> [Work instructions]
Could you print every record below exactly as it appears?

=== Given entries ===

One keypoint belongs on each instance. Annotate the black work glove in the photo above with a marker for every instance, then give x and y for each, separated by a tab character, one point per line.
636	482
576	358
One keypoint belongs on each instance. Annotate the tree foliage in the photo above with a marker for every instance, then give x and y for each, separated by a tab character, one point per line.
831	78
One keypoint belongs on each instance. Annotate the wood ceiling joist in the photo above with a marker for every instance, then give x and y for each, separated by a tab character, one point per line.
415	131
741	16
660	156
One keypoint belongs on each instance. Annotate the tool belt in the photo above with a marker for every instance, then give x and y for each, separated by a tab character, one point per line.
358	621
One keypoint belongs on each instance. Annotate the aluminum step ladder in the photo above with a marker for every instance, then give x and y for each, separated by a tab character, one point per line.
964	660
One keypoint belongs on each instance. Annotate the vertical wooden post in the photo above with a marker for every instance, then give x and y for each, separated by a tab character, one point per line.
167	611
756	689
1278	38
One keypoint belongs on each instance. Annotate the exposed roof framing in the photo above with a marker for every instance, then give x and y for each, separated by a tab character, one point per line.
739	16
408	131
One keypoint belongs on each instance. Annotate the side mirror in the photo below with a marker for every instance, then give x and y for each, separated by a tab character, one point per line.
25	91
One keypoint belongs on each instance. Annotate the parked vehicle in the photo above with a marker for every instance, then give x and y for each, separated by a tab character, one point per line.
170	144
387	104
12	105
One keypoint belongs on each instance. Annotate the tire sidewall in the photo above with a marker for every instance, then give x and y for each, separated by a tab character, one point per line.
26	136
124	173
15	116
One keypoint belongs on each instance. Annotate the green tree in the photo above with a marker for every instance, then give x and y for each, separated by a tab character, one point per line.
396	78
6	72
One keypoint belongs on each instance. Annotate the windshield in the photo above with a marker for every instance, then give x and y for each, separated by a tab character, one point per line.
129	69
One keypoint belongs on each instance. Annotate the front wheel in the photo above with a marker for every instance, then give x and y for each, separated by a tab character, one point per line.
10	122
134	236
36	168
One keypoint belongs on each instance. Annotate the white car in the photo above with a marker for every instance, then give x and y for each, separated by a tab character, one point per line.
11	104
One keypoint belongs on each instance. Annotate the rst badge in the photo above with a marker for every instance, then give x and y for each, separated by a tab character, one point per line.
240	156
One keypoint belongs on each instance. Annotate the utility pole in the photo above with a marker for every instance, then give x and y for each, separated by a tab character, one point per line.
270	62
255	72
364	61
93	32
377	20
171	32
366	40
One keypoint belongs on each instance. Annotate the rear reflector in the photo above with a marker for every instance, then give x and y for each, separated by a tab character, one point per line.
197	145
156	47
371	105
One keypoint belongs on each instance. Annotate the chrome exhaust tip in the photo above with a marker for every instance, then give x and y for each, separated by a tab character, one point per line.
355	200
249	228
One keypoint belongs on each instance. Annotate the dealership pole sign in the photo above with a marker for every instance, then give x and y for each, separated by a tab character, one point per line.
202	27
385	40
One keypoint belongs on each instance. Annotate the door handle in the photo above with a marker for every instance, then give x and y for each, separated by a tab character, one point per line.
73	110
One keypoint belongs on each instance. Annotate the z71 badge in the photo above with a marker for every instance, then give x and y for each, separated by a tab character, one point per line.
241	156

===

> [Response for this exercise]
One keypoint belongs on each instance. Annotate the black work glove in the photo above with a marker for every instance, then give x and y for each, separated by a tab character, one point per line.
636	482
576	358
One keypoint belongs on each instance. Annotate the tree foliage in the photo above with a marker for every instance, then give x and y for each, separated by a tab character, one point per line.
831	78
One keypoint belongs on each instance. Annotate the wood ceiling joist in the photo above with a marker for every instance, then give x and y for each, separated by a tab character, one point per line.
415	131
741	16
660	156
One keypoint belongs on each instance. Annotate the tool belt in the photo above with a marker for every instance, then give x and y for each, separated by a tab character, one point per line.
358	621
One keypoint belongs on each instance. Annotate the aluminum step ladder in the photo above with a marker for every instance, then give x and y for each, separated by a tab character, one point per line.
964	660
One keypoint belongs on each instance. Annotate the vertical wooden post in the photo above with a marker for every instance, then give x and y for each, separated by a tab character, one point per line.
167	611
756	689
1278	38
One keypoint belongs on each instance. Annotate the exposed roof framing in the photo above with a marker for every instance, then give x and y for each, separated by a tab character, one point per line.
739	16
408	131
One keypoint belongs on each instance. Annotate the side mirror in the photo below with a marker for every instance, then give x and y for each, separated by a tab character, one point per line.
25	91
One keypoint belongs on each instance. Annotate the parked vehicle in the photo above with a marker for every instance, then give x and y for each, separated by a tab character, one point per line.
170	144
387	104
12	105
One keypoint belongs on each instance. Annotate the tire sidewall in the photo above with a marker for every instance, then give x and y for each, separated by a tab character, one point per line.
26	136
124	173
15	116
One keypoint belongs on each instance. Annotate the green tree in the photo above with a marker for every instance, then give x and y for each, separated by a tab character, one point per line.
396	78
6	72
One keypoint belongs on each instance. Annotate the windshield in the photo above with a marker for every instance, then give x and y for each, separated by a tab character, one point per line.
129	69
One keypoint belongs on each instance. Annotate the front wheel in the photo above with a marker for every instance, then give x and y for each, separated by a tab character, one point per line.
10	122
134	236
36	168
One keypoint belongs on each instance. Annotate the white car in the photo above with a marker for every instance, then give x and y for each, separated by a tab character, one point per line.
11	104
One keypoint belongs on each instance. Annotate the rst badge in the photo above with a marker for every instance, then give x and y for each, separated by a tab character, one point per line.
240	156
One keypoint belongs on each instance. Annotate the utility pole in the photo above with a marker for every instance, then give x and y for each, separated by a tab character, one point per line.
270	62
255	72
364	61
93	32
377	20
171	32
366	40
One keypoint belongs on each instance. Annotate the rear reflector in the photo above with a marker for every instance, then give x and y for each, separated by a tab character, one point per line.
197	145
156	47
371	105
One keypoint belongs on each instance. Annotate the chrome exhaust tip in the photo above with a marker for every instance, then give x and y for each, separated by a tab character, one point per line.
355	200
249	228
One keypoint belongs on each instance. Annotate the dealership pole sign in the photo above with a marker for every instance, then give x and y for each, separated by a tab character, one point per line.
202	27
385	40
One keypoint belongs on each instance. Annotate the door handle in the photo above with a marker for every instance, then give x and y for each, separated by a tab character, one point per line.
73	110
One keypoint belongs on each instance. Annotate the z71 badge in the photo above with a marker for every instance, then give x and y for each, separated by a tab character, one point per line.
241	156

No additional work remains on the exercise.